Pouvez-vous repérer toutes les lignes ci-dessous qui contiennent le mot "elephant" et les recopier ? La casse compte.

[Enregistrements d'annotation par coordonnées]
►

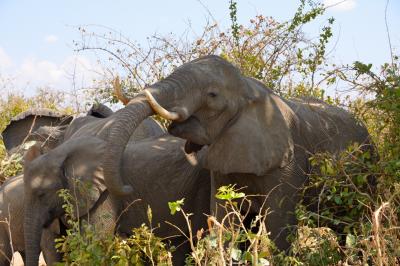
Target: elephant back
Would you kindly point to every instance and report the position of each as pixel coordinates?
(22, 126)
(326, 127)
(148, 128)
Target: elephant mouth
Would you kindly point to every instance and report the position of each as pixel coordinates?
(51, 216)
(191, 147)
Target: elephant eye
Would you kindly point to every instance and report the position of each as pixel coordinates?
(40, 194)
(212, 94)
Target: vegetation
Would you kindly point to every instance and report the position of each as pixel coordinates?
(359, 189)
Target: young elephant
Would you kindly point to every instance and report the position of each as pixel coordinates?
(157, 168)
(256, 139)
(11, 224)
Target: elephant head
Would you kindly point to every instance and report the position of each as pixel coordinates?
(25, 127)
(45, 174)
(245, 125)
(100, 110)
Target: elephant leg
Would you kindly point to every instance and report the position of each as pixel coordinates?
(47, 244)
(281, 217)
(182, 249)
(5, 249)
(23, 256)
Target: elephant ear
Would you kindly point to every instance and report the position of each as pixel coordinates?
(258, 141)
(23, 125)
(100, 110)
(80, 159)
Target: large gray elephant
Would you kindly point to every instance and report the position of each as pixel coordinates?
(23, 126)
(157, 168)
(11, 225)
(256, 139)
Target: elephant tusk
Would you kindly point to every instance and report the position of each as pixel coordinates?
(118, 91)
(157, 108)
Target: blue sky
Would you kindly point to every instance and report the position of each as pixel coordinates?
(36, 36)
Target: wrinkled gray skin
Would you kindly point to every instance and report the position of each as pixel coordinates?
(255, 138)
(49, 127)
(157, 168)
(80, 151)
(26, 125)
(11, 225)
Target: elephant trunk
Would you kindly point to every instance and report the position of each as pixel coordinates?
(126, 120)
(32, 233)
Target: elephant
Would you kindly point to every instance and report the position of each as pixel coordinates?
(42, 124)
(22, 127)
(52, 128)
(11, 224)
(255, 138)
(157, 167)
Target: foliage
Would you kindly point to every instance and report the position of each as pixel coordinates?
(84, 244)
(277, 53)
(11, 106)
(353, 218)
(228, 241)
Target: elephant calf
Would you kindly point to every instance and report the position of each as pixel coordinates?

◄
►

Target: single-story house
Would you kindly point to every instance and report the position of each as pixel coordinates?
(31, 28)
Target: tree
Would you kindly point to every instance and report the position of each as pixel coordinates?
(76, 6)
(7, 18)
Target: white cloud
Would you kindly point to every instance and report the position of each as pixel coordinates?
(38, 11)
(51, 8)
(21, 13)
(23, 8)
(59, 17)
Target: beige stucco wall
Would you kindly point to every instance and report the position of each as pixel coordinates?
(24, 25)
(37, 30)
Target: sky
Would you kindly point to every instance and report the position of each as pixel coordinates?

◄

CORRIGÉ:
Target: elephant back
Target: elephant mouth
Target: elephant eye
Target: young elephant
Target: elephant head
Target: elephant leg
Target: elephant ear
Target: large gray elephant
Target: elephant tusk
Target: elephant trunk
Target: elephant
Target: elephant calf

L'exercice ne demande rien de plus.